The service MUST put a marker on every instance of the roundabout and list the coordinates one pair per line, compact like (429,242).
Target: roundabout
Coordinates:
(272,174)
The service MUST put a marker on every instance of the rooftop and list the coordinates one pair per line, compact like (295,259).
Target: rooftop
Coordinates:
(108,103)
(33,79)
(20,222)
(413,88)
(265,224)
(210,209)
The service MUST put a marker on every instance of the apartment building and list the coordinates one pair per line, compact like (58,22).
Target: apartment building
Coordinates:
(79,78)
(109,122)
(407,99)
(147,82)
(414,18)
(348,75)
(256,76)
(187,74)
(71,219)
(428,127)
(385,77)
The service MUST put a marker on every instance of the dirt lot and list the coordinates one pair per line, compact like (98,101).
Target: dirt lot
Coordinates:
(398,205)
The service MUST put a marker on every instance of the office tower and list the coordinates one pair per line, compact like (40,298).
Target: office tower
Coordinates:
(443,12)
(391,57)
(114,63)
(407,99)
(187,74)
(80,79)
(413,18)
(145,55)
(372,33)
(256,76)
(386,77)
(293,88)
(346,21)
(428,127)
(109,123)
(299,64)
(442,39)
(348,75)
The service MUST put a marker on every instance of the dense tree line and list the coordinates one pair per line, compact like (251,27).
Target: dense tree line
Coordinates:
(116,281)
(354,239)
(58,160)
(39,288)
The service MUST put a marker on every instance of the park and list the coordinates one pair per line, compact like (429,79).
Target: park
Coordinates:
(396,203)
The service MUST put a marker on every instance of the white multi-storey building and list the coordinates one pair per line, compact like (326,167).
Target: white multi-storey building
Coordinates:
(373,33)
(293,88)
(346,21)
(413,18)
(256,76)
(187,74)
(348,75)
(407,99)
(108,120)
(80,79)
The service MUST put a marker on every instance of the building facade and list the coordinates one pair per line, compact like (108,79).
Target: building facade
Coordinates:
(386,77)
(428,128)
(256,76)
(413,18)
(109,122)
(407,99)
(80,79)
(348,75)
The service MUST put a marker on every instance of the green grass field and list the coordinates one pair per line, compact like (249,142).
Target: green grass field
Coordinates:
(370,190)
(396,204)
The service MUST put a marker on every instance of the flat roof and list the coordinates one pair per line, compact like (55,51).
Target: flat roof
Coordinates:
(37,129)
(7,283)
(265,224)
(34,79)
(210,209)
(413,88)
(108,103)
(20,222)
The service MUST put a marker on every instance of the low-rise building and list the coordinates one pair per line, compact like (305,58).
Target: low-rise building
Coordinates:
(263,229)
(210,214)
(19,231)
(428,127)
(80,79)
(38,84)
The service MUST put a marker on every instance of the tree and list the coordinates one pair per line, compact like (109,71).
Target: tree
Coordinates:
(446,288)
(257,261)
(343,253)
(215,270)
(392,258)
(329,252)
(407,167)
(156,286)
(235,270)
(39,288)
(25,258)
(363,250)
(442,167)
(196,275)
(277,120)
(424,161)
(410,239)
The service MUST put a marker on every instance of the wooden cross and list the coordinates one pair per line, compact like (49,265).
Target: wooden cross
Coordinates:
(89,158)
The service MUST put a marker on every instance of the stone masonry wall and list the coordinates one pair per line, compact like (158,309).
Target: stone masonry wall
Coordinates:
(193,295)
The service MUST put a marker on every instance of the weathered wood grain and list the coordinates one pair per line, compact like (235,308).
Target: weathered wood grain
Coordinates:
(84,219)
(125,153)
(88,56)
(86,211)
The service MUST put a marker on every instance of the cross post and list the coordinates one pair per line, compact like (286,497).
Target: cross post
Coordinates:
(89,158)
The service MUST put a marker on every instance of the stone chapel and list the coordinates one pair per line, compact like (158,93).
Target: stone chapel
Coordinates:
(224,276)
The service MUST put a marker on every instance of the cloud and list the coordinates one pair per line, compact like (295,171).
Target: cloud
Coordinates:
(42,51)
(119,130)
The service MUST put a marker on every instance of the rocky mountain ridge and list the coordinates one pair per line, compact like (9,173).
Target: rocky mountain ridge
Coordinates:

────────────────────

-- What you have to do --
Tally how many lines of the material contain the word "field". The answer must be the number and nothing else.

-- Exercise result --
2